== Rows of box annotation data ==

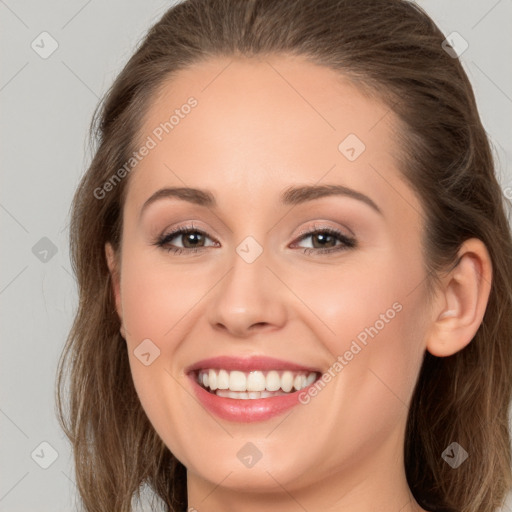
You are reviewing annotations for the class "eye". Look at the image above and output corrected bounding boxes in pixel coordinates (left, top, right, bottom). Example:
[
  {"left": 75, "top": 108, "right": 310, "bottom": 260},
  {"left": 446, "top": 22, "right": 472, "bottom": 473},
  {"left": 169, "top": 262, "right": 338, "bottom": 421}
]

== What you need to do ==
Give these lines again word for word, leaving out the picture.

== Full output ==
You are reviewing annotations for the class "eye". Look at the image above and output corrected bounding boxes in pixel coordinates (left, top, right, bottom). Example:
[
  {"left": 75, "top": 108, "right": 310, "bottom": 260},
  {"left": 446, "top": 22, "right": 472, "bottom": 473},
  {"left": 169, "top": 262, "right": 338, "bottom": 421}
]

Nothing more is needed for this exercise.